• TASK GOAL: Output each entry in full so that the result matches the data exactly.

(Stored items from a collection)
'''

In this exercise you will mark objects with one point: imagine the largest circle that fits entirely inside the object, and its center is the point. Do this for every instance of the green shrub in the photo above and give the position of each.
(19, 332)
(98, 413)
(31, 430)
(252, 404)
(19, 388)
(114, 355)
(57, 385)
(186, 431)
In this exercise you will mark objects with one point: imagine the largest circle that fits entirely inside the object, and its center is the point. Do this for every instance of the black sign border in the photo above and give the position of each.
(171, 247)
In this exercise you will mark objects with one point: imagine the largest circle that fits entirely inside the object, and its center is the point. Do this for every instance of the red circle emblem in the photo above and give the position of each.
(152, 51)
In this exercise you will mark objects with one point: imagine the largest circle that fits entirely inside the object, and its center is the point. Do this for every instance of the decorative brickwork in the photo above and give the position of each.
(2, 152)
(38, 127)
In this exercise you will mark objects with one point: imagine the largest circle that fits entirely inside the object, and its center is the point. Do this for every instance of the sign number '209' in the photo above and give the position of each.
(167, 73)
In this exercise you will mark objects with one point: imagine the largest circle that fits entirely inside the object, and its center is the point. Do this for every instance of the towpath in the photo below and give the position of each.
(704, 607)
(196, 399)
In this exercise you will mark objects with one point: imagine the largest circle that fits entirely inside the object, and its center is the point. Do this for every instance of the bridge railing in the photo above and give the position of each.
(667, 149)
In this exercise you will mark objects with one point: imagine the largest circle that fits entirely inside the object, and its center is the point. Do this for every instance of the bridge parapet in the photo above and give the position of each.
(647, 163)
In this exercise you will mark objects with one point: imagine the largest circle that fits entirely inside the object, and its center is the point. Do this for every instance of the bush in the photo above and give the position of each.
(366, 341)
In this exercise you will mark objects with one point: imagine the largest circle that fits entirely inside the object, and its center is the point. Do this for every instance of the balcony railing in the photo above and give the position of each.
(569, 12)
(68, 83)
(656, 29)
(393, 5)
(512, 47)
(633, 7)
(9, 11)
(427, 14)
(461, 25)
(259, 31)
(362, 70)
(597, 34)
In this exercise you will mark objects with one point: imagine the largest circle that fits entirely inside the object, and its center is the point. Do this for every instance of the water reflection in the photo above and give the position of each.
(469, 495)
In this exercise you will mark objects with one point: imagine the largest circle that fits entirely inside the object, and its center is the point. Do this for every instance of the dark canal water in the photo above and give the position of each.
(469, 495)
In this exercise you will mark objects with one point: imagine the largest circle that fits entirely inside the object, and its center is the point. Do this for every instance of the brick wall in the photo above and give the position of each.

'''

• EXERCISE OUTPUT:
In this exercise you will mark objects with one point: imagine the largest circle that fits entirely inside the object, and its center is the point. Do this for every instance of the green shrub in the photo above and give the position of each.
(19, 332)
(98, 413)
(31, 430)
(252, 404)
(19, 388)
(114, 355)
(57, 385)
(186, 431)
In this exercise you will mark objects with one point: imagine the largest circle that fits entirely inside the object, and its center is the point. Do this for every instance of the black sign border in the photo above and give the position of each.
(171, 247)
In this exercise you will mark objects with one point: imagine the largest circle that fits entirely inside the object, and its center is the point. Do this for every instance of the red circle emblem in the photo above and give the position of each.
(152, 51)
In this exercise you will mark objects with one point: imagine the largest circle that fits entirely inside the object, and its center is the point. Do this for every instance of the decorative brickwork in the photo above and give the position of each.
(2, 152)
(38, 127)
In this exercise you will mark objects with one point: imagine the largest circle that fits entirely inside the object, and its center is the point. Do this for every instance of the sign number '209' in the photo above and give the position of each.
(167, 73)
In this exercise you will mark objects with one point: imagine the largest circle that fits entirely inside the object, and its center is the point. Do this for every instance of the towpath in the photo below and give the position of each.
(704, 607)
(196, 399)
In this exercise you will mark objects with one point: imagine the largest circle that fits entirely inside the object, and its center is the point. Do this for every instance of the bridge railing in the photo above and give the position of each.
(667, 149)
In this exercise you will mark objects with one point: imagine the largest circle that fits entirely inside the object, and its center is the point. Do this for every instance of the bridge parapet in the photo above and give the position of each.
(647, 163)
In this exercise you will mark objects with one point: imagine the largest circle that fits entirely inside the object, and its center is the point. Do this for every instance of the bush in the photo above and give the position of each.
(366, 341)
In this exercise you will mark objects with one point: imagine the largest circle that fits entirely inside the object, and its center is the point. Do this for every instance of the balcony railing in the photo above and give the position of each.
(569, 12)
(68, 83)
(656, 29)
(393, 5)
(512, 47)
(633, 7)
(9, 11)
(427, 14)
(461, 25)
(259, 31)
(362, 70)
(597, 34)
In this exercise you will mark objects with one point: imagine the largest circle that fits entirely inside the object, and its center is the point. Do this for every instance of the water reflection in the photo above and give the position of each.
(469, 495)
In this exercise you will mark objects with one point: imagine the largest circle that fits entirely inside the object, and its center is the point. Do this for every instance of the dark canal water in the photo above and give the position of each.
(469, 495)
In this exercise you will mark objects with one point: imagine the largest circle that fits entirely inside the object, and its center is the point. Do this for every instance of the brick wall in the photo above and give the position of each.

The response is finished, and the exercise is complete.